* **CONSIGNES**:
Citez mot pour mot le passage de l'article sur le Musée d'art de Kherson qui va de « Anna Skripka, conservatrice » à « sous ses yeux. », ces deux bouts compris.

* **ARTICLE**:
· · · ·

Anna Skripka, conservatrice du Musée d’art de Kherson, pillé par les Russes
Il y a neuf ans, le 18 mars 2014, la Crimée était annexée par la Russie. La péninsule ukrainienne, que Kiev espère pouvoir reconquérir par la force, abrite désormais des milliers d’œuvres d’art des musées de Kherson, la ville du Sud reprise par l’armée ukrainienne le 11 novembre. En se retirant de la ville, les forces d’occupation sont parties avec un véritable butin de guerre. Au Musée d’art de Kherson, qui possédait l’une des plus riches collections d’Ukraine, plus de 10 000 œuvres ont été volées par les occupants. La conservatrice en chef du musée, qui a vécu les huit mois d’occupation, a vu, impuissante, les chefs-d'œuvre partir sous ses yeux.

· · · ·

* **DONNÉES FOURNIES**:
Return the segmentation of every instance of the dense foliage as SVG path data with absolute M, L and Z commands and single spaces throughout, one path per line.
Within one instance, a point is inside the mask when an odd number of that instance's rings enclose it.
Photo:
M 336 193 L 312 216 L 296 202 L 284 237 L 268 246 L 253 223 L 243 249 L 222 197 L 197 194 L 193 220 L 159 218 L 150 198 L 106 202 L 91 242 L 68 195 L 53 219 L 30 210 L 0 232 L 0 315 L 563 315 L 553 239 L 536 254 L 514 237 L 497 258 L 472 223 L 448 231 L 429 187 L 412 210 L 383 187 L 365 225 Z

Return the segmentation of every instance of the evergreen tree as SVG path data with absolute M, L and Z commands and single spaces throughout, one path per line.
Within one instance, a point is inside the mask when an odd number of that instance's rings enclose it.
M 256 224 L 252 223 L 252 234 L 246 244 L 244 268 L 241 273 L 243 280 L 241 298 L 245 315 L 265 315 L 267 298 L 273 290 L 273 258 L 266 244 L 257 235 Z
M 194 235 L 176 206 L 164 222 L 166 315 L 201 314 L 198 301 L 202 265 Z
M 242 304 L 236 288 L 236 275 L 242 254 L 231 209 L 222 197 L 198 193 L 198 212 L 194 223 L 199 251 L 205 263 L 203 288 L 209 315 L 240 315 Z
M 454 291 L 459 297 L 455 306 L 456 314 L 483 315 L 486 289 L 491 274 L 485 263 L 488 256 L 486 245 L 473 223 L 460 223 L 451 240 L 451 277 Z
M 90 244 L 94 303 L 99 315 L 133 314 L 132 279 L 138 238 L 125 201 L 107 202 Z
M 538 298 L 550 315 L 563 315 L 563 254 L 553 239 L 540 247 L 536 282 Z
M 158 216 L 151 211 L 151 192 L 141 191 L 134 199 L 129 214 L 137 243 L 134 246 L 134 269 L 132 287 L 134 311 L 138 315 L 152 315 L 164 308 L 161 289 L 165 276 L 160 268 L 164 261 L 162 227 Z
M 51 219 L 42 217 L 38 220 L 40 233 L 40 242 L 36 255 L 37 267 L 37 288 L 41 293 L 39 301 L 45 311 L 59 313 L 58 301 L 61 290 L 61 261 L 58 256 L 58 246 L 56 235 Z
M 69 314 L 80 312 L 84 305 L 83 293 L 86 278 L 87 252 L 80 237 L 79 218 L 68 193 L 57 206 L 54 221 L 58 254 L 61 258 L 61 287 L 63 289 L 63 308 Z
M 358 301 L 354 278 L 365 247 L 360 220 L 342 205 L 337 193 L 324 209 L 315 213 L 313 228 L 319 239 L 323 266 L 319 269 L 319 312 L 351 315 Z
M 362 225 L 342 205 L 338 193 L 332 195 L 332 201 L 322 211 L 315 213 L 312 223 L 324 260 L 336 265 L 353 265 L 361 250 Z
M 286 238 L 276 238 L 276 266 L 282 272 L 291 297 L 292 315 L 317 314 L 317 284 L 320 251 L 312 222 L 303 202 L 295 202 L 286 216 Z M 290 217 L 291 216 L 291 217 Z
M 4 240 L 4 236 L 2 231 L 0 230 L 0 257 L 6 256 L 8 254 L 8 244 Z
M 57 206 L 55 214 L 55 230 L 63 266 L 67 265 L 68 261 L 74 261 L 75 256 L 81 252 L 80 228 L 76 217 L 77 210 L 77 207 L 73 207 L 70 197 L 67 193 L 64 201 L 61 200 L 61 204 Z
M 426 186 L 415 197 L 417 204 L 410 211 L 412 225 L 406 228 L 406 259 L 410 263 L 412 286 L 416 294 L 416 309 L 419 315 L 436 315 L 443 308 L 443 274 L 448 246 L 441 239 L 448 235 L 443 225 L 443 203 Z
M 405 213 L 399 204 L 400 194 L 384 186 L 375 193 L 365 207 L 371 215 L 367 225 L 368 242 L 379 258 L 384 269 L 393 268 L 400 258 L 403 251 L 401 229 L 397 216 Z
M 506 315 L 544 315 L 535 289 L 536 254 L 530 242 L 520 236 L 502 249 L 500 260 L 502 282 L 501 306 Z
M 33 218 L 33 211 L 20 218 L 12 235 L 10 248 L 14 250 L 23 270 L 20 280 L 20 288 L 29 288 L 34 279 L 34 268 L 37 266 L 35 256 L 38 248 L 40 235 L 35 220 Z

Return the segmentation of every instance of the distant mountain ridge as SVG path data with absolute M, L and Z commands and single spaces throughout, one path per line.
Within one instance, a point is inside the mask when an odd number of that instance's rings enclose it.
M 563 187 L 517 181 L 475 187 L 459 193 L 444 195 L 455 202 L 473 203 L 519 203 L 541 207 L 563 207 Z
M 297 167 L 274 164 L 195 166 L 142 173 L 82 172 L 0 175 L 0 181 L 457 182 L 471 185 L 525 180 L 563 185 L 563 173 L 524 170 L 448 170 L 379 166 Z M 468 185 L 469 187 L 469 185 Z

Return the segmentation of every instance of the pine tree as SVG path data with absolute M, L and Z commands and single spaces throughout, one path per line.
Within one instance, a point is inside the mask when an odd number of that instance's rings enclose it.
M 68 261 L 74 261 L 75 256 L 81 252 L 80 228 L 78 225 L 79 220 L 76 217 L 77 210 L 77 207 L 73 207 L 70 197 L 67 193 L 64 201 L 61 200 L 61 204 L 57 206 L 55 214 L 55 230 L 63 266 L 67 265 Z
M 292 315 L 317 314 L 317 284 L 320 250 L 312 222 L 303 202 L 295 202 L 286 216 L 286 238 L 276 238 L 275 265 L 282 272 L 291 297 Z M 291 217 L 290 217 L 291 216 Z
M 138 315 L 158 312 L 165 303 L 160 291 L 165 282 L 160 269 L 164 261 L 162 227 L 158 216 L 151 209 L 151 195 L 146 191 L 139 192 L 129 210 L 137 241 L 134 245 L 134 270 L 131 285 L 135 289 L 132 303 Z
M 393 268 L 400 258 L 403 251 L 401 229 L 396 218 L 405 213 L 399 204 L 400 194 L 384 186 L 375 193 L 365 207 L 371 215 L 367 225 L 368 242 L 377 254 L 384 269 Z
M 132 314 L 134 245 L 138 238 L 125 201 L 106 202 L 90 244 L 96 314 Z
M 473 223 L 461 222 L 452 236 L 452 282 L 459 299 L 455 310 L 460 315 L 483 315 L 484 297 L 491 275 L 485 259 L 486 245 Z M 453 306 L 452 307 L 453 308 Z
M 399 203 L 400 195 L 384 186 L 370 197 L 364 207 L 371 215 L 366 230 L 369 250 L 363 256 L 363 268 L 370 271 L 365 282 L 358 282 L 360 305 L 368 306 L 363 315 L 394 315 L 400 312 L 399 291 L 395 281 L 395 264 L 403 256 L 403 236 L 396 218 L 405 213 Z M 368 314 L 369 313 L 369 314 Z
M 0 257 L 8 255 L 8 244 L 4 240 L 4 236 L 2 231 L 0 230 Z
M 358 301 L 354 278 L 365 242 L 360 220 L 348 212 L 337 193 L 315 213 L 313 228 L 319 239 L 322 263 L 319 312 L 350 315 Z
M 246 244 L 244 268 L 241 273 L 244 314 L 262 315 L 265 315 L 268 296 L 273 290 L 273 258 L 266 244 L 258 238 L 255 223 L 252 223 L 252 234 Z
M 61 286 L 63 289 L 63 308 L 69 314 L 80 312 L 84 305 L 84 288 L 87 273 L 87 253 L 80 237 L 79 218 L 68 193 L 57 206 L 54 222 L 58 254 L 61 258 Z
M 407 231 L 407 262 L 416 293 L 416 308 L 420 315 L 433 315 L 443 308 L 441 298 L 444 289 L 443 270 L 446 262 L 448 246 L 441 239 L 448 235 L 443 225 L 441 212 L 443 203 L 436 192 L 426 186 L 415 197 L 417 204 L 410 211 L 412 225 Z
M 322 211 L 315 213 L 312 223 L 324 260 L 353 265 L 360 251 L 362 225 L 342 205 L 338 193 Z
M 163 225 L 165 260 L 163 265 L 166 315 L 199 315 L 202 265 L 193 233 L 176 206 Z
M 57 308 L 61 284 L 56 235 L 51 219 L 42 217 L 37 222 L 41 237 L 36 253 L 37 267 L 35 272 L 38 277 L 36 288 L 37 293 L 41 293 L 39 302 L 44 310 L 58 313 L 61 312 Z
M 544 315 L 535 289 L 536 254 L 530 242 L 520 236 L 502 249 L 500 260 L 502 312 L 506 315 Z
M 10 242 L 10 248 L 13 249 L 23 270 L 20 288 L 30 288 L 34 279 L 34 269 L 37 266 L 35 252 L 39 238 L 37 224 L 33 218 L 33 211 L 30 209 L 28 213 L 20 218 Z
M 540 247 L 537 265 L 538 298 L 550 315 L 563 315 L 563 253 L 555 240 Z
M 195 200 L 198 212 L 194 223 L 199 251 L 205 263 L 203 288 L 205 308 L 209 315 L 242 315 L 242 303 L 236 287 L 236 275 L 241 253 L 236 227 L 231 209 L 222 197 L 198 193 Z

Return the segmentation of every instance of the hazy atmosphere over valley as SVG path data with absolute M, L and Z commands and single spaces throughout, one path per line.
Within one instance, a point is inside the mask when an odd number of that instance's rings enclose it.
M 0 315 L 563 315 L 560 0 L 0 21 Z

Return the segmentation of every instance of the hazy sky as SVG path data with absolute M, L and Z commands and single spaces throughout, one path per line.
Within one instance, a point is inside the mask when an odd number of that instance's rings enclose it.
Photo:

· · · ·

* **RÉSULTAT**:
Anna Skripka, conservatrice du Musée d’art de Kherson, pillé par les Russes
Il y a neuf ans, le 18 mars 2014, la Crimée était annexée par la Russie. La péninsule ukrainienne, que Kiev espère pouvoir reconquérir par la force, abrite désormais des milliers d’œuvres d’art des musées de Kherson, la ville du Sud reprise par l’armée ukrainienne le 11 novembre. En se retirant de la ville, les forces d’occupation sont parties avec un véritable butin de guerre. Au Musée d’art de Kherson, qui possédait l’une des plus riches collections d’Ukraine, plus de 10 000 œuvres ont été volées par les occupants. La conservatrice en chef du musée, qui a vécu les huit mois d’occupation, a vu, impuissante, les chefs-d'œuvre partir sous ses yeux.